►

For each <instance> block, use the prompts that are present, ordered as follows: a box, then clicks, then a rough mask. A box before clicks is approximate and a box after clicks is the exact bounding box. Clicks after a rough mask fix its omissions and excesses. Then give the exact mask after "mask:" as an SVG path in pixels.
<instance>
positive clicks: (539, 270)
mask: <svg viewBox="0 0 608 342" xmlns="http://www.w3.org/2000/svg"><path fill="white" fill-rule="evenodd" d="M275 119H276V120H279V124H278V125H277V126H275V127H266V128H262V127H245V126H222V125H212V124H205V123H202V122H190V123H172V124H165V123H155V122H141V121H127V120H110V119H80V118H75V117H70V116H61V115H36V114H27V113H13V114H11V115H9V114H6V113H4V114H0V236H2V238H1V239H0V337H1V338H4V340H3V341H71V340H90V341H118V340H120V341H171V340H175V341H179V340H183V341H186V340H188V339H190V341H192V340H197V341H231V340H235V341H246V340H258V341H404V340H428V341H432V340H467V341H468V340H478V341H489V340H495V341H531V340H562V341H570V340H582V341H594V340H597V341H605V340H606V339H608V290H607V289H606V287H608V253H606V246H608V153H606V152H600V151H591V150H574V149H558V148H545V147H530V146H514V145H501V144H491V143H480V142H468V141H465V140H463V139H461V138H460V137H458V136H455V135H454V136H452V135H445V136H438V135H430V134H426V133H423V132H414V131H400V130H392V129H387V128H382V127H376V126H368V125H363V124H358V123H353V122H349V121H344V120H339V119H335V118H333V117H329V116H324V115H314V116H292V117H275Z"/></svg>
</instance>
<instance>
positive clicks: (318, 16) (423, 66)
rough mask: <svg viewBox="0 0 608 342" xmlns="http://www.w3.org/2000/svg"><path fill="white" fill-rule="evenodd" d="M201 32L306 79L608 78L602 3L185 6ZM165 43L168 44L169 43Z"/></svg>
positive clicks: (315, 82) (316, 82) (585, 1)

◄
►

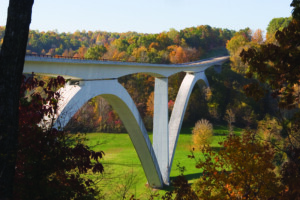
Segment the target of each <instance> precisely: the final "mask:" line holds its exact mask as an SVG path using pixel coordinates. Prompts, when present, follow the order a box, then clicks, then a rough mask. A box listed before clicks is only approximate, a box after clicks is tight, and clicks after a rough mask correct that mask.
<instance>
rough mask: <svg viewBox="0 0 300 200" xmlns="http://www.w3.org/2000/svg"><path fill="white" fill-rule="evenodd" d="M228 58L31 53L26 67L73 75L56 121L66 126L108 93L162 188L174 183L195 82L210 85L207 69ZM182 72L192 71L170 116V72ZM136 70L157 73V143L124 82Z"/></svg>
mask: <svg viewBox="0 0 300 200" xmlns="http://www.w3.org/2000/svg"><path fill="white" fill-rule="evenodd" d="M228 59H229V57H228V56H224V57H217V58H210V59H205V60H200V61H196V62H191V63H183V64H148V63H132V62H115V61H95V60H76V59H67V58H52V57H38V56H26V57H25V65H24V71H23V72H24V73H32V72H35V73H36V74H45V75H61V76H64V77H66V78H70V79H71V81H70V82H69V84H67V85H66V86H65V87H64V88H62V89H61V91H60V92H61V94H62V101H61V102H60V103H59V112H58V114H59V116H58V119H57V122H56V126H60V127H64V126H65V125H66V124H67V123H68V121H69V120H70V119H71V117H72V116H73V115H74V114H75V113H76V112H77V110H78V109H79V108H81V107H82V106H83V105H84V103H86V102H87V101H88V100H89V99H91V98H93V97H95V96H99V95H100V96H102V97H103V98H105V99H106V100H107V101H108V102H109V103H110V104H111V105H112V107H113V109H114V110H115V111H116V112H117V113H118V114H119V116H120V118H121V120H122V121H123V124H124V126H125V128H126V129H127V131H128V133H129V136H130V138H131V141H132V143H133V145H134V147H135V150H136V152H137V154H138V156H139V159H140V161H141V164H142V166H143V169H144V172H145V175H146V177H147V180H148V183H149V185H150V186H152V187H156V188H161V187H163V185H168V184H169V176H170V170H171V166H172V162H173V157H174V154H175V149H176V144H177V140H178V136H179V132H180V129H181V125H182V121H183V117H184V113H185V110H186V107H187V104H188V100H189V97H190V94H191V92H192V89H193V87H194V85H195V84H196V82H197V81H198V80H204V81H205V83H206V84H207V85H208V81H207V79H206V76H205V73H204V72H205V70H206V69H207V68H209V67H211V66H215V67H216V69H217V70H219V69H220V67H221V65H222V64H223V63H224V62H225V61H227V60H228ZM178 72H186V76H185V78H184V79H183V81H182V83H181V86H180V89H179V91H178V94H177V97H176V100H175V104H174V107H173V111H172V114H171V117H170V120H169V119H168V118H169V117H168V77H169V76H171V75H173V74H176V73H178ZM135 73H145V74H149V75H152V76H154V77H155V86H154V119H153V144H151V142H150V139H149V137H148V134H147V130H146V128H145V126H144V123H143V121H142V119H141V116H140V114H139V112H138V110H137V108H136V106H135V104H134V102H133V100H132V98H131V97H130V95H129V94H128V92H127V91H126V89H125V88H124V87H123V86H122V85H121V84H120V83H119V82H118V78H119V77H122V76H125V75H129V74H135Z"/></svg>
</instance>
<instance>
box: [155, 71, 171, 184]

◄

▸ Your goal:
Rewrite everything from the line containing "For each <instance>" down to the line containing "positive clicks: (539, 270)", changing "rough mask" to "coarse mask" and keeping the rest the same.

▸ Exercise output:
For each <instance> block, use the prompts that are present, ordered as follows: a box, then clicks, then a coarse mask. A box before clicks is approximate and a box after clicks is the exact bounding box. Clicks after a coarse mask fix its omissions and excesses. Then give the exact mask after "mask:" as an SVG path in pixels.
<instance>
positive clicks: (539, 270)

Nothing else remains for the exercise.